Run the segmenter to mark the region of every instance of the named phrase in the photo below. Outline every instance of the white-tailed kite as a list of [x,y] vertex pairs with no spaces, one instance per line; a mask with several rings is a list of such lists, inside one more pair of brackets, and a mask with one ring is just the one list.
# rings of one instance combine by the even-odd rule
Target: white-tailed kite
-------------------------
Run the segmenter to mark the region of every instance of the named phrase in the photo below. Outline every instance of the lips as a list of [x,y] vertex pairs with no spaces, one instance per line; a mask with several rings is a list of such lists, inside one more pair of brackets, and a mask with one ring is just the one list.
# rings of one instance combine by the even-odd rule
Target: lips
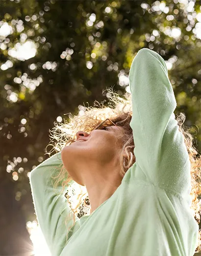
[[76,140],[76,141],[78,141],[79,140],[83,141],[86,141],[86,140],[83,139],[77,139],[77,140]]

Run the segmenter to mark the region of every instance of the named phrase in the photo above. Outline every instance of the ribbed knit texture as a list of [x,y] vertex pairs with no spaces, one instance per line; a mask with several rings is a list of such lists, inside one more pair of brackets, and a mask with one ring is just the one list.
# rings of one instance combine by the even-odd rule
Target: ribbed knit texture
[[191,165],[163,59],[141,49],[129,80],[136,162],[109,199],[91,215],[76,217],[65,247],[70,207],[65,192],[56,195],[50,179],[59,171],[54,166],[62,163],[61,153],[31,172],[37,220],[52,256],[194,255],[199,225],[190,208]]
-------------------------
> [Instruction]: Edit the listing starting at the line that contains "of the white-tailed" and ending at the line that contains "Target: white-tailed kite", so that "coordinate pairs" replaces "vertex pairs" and nothing else changes. Give back only those lines.

> [Result of this exercise]:
Run the segmenter to mark the region of every instance of the named phrase in the photo below. Outline every instance of the white-tailed kite as a list of [x,y] coordinate pairs with no spaces, one instance per line; a mask with several rings is a list of such lists, inside one more pair of brackets, and a mask with one ring is just the one list.
# rings of one instance combine by the even-odd rule
Target: white-tailed kite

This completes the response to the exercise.